Consigne A:
Pour chacune des affirmations suivantes, indique si elle concorde avec le récit (oui ou non) et cite exactement les mots du récit qui tranchent. (i) Le magasin ferme à 19h. (ii) Le passage du tunnel n'a rien coûté. (iii) Au téléphone, Mahmoud a une voix grave.

── Récit présenté ──

Nous sommes un lundi, il est 17h30 , il fait déjà nuit et je dois aller chercher dans un magasin des cartouches d'imprimantes.

Le magasin, situé à 15min en voiture de notre lieu de tournage, ferme à 19h. 
Je n'ai pas de GPS, je n'ai pas d'application qui fait GPS, je n'ai pas mes lunettes car je les ai oublié (seulement celles de soleil qui sont à ma vue) je n'ai pas d'application qui fait lunettes. Je ne connais pas le chemin et le régisseur avant de m'envoyer en mission me dit : "Putain Sara on est dans la merde faut absolument qu'on imprime des contrats pour les figurants ce soir sinon on...." je ne me souviens plus de la suite, je suis restée bloquée sur les mots "putain" "absolument" "contrats".
Avant de prendre la route vers le néant, je me rends sur google maps afin d'écrire mon itinéraire et prends en photo la carte. Le chemin n'avait pas l'air si compliqué que ça, le magasin étant sur l'avenue principale de la ville. J'avais 1h15 devant moi, ce qui me laissait une marge d'environ 45 minutes au cas où je me perdais. J'étais confiante, innocente...

Feuille de route en main, lunettes de soleil sur le pif je file en voiture accomplir cette mission. 
Dix minutes plus tard je suis perdue, mais "c'est pas grave" me dis-je, vu qu'il me reste encore beaucoup de temps pour arriver à destination. 
Je m'arrête dans une station service pour demander mon chemin. Erreur de ma vie. La fille qui y travaille me dit que je dois faire demi tour, je dois reprendre le tunnel (ce qui m'a coûté la modique somme de 2€) pour retourner sur mes pas. Je la crois. Erreur de ma vie.
Je suis ses indications et redemande mon chemin à un automobiliste à la sortie du tunnel.
Lui "t'as pas WAZE ?" (application inventée par les israéliens, vendue plus d'un milliard de dollars à Apple, qui fait GPS tout en tenant compte de la circulation en temps réelle, il est donc logique que tout les israéliens la possède et en font l'application de leur vie du genre : "et t'aurais pas des pansements sur toi ? Je viens de me couper avec cette feuille de papier." "Non j'en ai pas mais j'ai WAZE !") Bref, après lui avoir répondu que "non je n'avais pas WAZE et je vis très bien sans" il m'indique que je suis dans la mauvaise direction et que je dois prendre le tunnel. Je lui dis que la nana de la station service vient de me dire le contraire. Il me regarde l'air de "tu crois qui, elle ou moi ?". 
Ni une ni deux, je passe la première, fais demi-tour, repasse le tunnel...enfin non...parce que le tunnel je le retrouve plus. Je m'engage sur une route qui monte, monte, monte, personne dans la rue, pas d'indication, j'appelle le régisseur et lui demande le téléphone du magasin pour qu'un des mecs qui y travaille m'indique le chemin. Mes nerfs montent, montent, montent et je tombe sur Mahmoud, qui me répond au téléphone avec une pointe d'accent arabe et une voix assez haut perchée.

───
── Données enregistrées ──

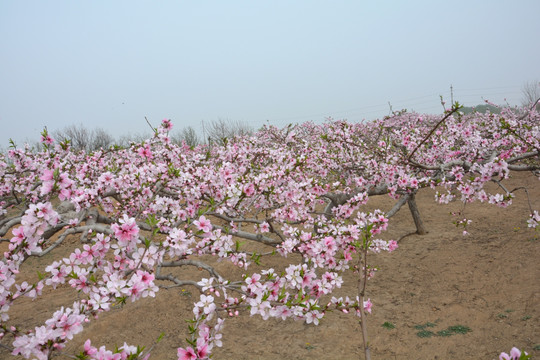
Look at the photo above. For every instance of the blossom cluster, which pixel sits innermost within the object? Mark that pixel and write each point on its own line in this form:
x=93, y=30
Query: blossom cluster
x=301, y=191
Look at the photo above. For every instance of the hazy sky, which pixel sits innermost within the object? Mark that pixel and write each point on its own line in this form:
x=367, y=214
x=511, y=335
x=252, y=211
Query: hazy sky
x=109, y=64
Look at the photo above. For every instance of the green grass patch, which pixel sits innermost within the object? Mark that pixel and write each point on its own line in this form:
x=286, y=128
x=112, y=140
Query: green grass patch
x=449, y=331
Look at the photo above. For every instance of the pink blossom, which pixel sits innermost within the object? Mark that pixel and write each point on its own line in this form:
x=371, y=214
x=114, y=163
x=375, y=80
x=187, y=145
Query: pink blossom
x=203, y=224
x=126, y=232
x=186, y=354
x=249, y=189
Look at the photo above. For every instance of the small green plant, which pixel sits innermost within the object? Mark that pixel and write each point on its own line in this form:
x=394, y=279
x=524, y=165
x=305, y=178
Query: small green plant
x=445, y=333
x=459, y=329
x=451, y=330
x=425, y=333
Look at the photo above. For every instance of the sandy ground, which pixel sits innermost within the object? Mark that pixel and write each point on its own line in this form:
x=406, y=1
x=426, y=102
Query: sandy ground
x=487, y=282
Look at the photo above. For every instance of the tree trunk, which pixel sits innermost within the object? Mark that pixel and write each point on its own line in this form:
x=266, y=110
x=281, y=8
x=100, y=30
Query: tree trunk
x=420, y=229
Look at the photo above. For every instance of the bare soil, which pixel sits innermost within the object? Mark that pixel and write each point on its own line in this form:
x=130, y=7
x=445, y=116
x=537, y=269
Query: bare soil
x=487, y=282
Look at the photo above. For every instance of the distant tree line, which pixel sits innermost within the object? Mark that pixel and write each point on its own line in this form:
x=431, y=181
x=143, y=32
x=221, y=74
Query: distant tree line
x=83, y=139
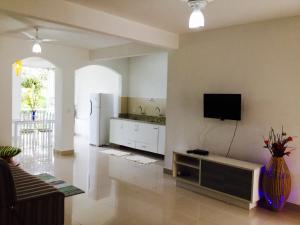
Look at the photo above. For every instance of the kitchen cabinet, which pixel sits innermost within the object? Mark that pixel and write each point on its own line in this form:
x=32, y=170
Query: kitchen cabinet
x=138, y=135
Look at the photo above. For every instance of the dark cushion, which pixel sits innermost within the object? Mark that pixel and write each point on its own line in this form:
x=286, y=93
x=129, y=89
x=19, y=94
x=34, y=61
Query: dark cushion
x=8, y=151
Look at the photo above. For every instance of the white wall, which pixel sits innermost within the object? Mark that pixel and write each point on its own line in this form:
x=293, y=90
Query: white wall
x=260, y=61
x=109, y=77
x=148, y=76
x=67, y=60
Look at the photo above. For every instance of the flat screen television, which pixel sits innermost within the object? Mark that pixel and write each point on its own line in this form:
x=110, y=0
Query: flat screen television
x=222, y=106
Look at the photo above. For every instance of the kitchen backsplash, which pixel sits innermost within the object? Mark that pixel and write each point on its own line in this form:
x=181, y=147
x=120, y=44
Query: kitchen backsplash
x=131, y=105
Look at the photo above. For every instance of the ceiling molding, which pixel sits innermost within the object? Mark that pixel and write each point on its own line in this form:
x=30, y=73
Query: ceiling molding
x=122, y=51
x=71, y=14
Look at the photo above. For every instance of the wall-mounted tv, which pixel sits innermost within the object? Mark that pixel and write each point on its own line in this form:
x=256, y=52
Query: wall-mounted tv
x=222, y=106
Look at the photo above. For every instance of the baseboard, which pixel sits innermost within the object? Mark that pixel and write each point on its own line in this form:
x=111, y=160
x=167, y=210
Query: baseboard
x=64, y=152
x=168, y=171
x=292, y=206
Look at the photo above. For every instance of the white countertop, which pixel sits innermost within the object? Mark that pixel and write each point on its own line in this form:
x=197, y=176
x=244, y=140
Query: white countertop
x=138, y=121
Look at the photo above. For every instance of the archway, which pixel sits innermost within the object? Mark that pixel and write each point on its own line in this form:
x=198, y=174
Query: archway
x=94, y=79
x=33, y=107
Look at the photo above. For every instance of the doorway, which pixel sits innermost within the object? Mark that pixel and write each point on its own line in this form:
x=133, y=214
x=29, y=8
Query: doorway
x=33, y=108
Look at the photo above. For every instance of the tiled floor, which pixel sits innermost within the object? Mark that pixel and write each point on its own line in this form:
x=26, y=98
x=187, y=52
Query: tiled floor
x=119, y=191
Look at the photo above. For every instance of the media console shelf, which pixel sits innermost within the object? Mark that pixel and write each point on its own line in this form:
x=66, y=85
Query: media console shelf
x=229, y=180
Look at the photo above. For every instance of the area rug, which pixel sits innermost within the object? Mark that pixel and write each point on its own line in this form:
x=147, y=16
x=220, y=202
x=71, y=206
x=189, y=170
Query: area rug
x=141, y=159
x=65, y=188
x=115, y=152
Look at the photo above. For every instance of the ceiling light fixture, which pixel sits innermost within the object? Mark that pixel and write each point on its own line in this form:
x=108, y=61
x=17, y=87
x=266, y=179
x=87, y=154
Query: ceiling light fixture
x=197, y=19
x=36, y=48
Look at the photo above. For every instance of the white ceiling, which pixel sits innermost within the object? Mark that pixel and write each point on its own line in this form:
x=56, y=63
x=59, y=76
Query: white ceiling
x=12, y=25
x=173, y=15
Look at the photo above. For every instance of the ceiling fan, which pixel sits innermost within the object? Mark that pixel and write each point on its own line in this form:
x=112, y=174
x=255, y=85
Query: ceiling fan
x=36, y=48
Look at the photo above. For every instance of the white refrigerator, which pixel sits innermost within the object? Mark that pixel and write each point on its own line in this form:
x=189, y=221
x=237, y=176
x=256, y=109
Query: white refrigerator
x=101, y=110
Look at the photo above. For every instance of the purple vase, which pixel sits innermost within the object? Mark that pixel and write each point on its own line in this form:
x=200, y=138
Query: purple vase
x=33, y=113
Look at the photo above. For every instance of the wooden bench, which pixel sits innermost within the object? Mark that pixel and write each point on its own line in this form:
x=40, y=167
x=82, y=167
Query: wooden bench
x=26, y=200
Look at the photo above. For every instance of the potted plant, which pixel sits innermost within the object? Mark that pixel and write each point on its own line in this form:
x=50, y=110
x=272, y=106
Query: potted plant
x=277, y=178
x=32, y=97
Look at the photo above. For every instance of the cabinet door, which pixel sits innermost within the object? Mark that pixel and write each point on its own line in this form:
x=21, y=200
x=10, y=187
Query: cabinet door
x=116, y=132
x=129, y=134
x=146, y=137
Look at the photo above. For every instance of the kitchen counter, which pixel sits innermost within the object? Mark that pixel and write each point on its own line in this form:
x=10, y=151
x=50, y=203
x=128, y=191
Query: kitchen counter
x=159, y=120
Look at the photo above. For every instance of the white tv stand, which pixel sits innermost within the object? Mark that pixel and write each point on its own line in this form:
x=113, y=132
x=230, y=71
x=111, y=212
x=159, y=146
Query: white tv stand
x=229, y=180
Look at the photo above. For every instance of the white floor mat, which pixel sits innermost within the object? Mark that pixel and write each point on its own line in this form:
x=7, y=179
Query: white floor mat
x=141, y=159
x=115, y=152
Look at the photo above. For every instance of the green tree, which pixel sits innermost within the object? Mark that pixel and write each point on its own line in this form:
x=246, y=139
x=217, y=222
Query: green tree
x=32, y=98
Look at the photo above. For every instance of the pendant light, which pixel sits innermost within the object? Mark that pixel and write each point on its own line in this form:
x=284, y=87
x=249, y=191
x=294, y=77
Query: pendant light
x=197, y=19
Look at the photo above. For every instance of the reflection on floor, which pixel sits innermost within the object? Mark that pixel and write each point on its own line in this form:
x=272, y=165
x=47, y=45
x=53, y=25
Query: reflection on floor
x=119, y=191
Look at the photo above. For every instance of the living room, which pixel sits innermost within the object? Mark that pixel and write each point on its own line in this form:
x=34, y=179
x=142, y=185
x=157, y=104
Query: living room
x=251, y=50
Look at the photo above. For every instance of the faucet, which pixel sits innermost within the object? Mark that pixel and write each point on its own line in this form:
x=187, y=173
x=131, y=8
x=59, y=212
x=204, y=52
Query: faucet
x=141, y=110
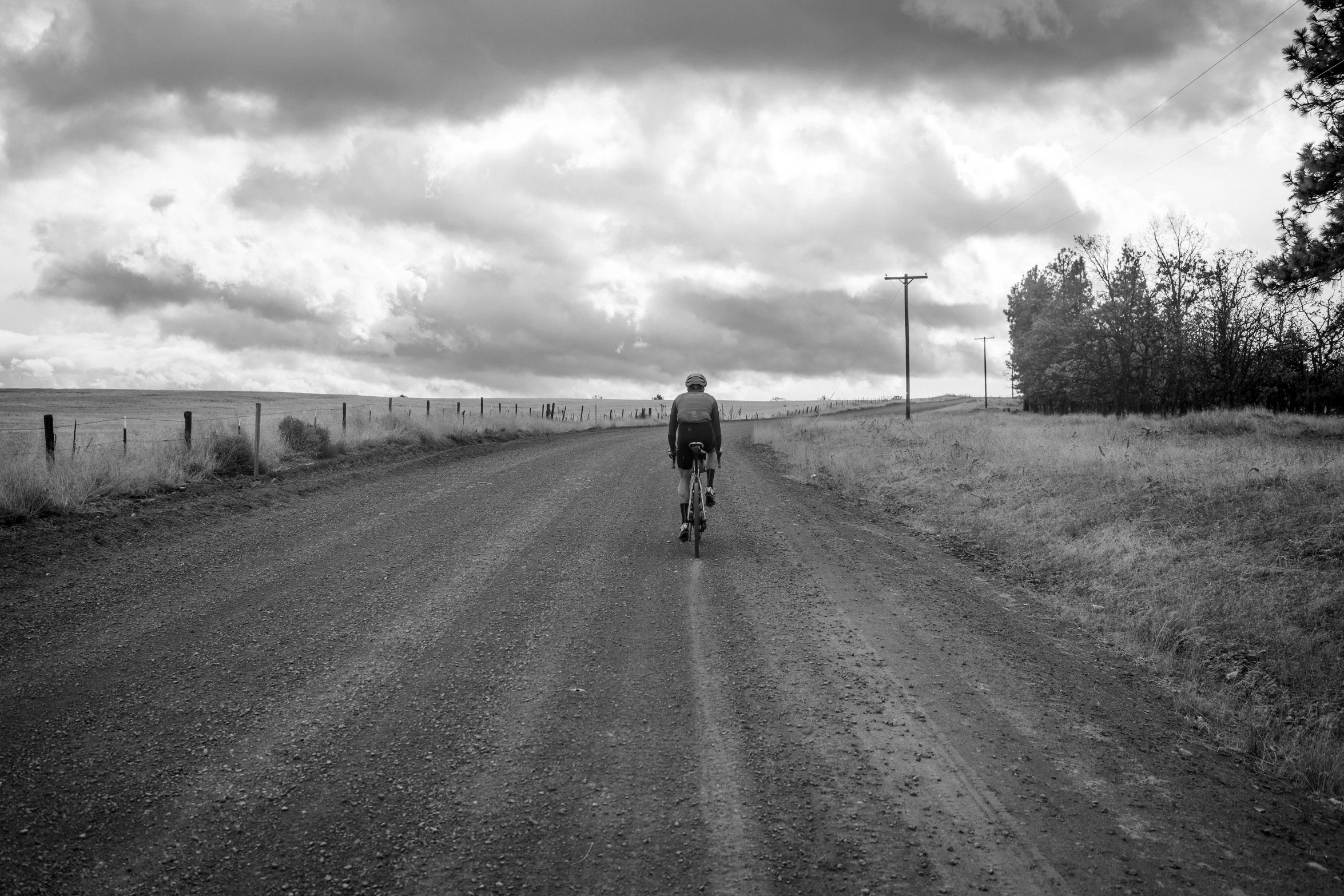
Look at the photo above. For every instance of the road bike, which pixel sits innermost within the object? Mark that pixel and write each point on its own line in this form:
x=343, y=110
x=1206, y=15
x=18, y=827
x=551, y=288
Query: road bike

───

Consigne B:
Transforme en liste numérotée les lignes des entrées, de celle qui contient « Look at the photo above. For every instance of the living » jusqu'à la fin des entrées, ces deux bornes comprises, sans les lignes vides. N'inclus pas les images dans ta réponse.

Corrigé A:
(i) Oui : « ferme à 19h ».
(ii) Non : « ce qui m'a coûté la modique somme de 2€ ».
(iii) Non : « une voix assez haut perchée ».

Corrigé B:
1. Look at the photo above. For every instance of the living room, which pixel sits innermost within the object? Mark that pixel and write each point on its own line in this form:
2. x=34, y=179
3. x=142, y=185
4. x=157, y=104
5. Query: living room
6. x=251, y=50
7. Look at the photo above. For every instance of the faucet, which pixel sits innermost within the object? Mark that pixel and write each point on its own line in this form:
8. x=187, y=173
9. x=131, y=8
10. x=59, y=212
11. x=204, y=52
12. Query: faucet
13. x=141, y=110
14. Look at the photo above. For every instance of the road bike, which pixel sits innermost within the object? Mark that pixel and write each point on its own line in this form:
15. x=343, y=110
16. x=1206, y=15
17. x=18, y=827
18. x=551, y=288
19. Query: road bike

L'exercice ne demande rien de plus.